Trecho selecionado —
Um motorista de aplicativo que trabalhou em Mato Grosso para a Uber Brasil teve reconhecido na Justiça o vínculo de emprego com a plataforma – que deverá pagar FGTS, 13º salários e outros direitos ao trabalhador. O caso foi julgado na 6ª Vara do Trabalho de Cuiabá e ainda cabe recurso à decisão.
Ao acionar a empresa em julho do ano passado, o trabalhador detalhou a forma de sua atuação como motorista do aplicativo entre fevereiro de 2017 até o início de 2020, quando foi bloqueado. Sustentou a existência de vínculo empregatício e, portanto, o direito de receber, entre outras, as verbas rescisórias a serem calculadas com base na média de 400 reais obtidos semanalmente.
A Uber negou a relação de emprego e alegou que o que há entre a plataforma e os condutores dos veículos é uma prestação de serviço autônomo.
O juiz Alex Fabiano concluiu, no entanto, que o trabalhador era um empregado vinculado à empresa, após avaliar presente no caso os requisitos que caracterizam o vínculo empregatício, como subordinação, onerosidade e pessoalidade.
A subordinação, apontou o magistrado, é vista de forma clara, já que a atuação profissional é verificada passo a passo em tempo real pelo aplicativo da empresa, que examina o trajeto, a velocidade desenvolvida, avaliação do cliente e até uma frenagem brusca.
“É uma hipervigilância. Nem Júlio Verne, em suas extravagantes ficções, George Orwell, com o “Big Brother”, ou, ainda, Jeremy Bentham, no seu distópico panóptico, conceberam algo assim”, mencionou o magistrado.
O juiz não aceitou também o argumento da empresa de que o percentual que repassa ao trabalhador é alto, o que demonstraria que a relação estaria mais próxima de uma parceria ou sociedade. Conforme o magistrado, para dar crédito a tal raciocínio, seria preciso ignorar as despesas que o trabalhador tem com seu veículo.
“A independência econômico-financeira é apenas aparente. É falacioso, pois, falar-se em ausência de alteridade”, frisou.
Outro ponto destacado na sentença refere-se ao fato do condutor do veículo não poder dar preço ao trabalho que prestava, decisão que cabia à empresa. Assim, apontou o juiz, não importa a variação do valor das manutenções, prestações do veículo ou do combustível, o preço não era fixado pelo motorista.
Do mesmo modo, o juiz acrescentou que o motorista não poderia rejeitar clientes, definir o modo de trabalho ou captar serviço, ações próprias de um trabalhador autônomo.
O argumento de que a Uber é apenas uma empresa de tecnologia que disponibiliza um aplicativo aos condutores de veículo também foi afastado pelo magistrado. Apontando outras decisões judiciais, ele frisou que a empresa tem como objetivo principal o transporte e, nesse sentido, é destaque na mídia os projetos de transporte autônomo que ela desenvolve, conforme noticiado mundialmente.
Legislação
O juiz registrou que a legislação brasileira não cita explicitamente os trabalhadores de aplicativos por se tratar de condições de trabalho recentes, cujas tecnologias só foram disponibilizadas há pouco tempo, a exemplo da conexão 4G. Mas, lembrou que a Constituição Federal estabelece, em seu artigo 7º, regras mínimas que devem ser observadas quando ocorre trabalho subordinado, oneroso, prestado de forma pessoal e não eventual. “É o respeito à dignidade da pessoa humana. Uma pessoa não pode ser tratada como objeto, mercadoria”, frisou.

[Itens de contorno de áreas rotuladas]
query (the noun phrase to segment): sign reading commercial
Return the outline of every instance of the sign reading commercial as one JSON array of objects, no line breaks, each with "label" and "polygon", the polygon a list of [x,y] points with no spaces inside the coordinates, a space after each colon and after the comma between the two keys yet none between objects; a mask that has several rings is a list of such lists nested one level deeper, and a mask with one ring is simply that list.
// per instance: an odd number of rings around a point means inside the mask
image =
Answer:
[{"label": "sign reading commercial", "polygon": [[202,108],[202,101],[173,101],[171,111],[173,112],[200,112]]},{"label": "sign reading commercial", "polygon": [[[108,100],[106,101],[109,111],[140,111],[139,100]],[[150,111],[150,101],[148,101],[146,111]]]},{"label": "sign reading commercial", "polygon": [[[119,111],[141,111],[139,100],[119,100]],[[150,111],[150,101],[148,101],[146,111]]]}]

Tarefas a realizar —
**a)** Reescreva de forma mais curta o parágrafo da notícia sobre o motorista de aplicativo que começa com "Ao acionar a empresa", mantendo os fatos principais.
**b)** Por favor, imprima a listagem inteira, sem nenhuma alteração.
O trecho e a listagem não têm nenhuma relação entre si.

Respostas por tarefa —
**a)** Em julho do ano passado, o trabalhador processou a empresa e descreveu sua atuação como motorista do aplicativo de fevereiro de 2017 até o início de 2020, quando foi bloqueado. Ele defendeu a existência de vínculo empregatício e, com isso, o direito a verbas rescisórias, entre outras, calculadas sobre a média de 400 reais obtidos por semana.

**b)**
query (the noun phrase to segment): sign reading commercial
Return the outline of every instance of the sign reading commercial as one JSON array of objects, no line breaks, each with "label" and "polygon", the polygon a list of [x,y] points with no spaces inside the coordinates, a space after each colon and after the comma between the two keys yet none between objects; a mask that has several rings is a list of such lists nested one level deeper, and a mask with one ring is simply that list.
// per instance: an odd number of rings around a point means inside the mask
image =
Answer:
[{"label": "sign reading commercial", "polygon": [[202,108],[202,101],[173,101],[171,111],[173,112],[200,112]]},{"label": "sign reading commercial", "polygon": [[[108,100],[106,101],[109,111],[140,111],[139,100]],[[150,111],[150,101],[148,101],[146,111]]]},{"label": "sign reading commercial", "polygon": [[[119,111],[141,111],[139,100],[119,100]],[[150,111],[150,101],[148,101],[146,111]]]}]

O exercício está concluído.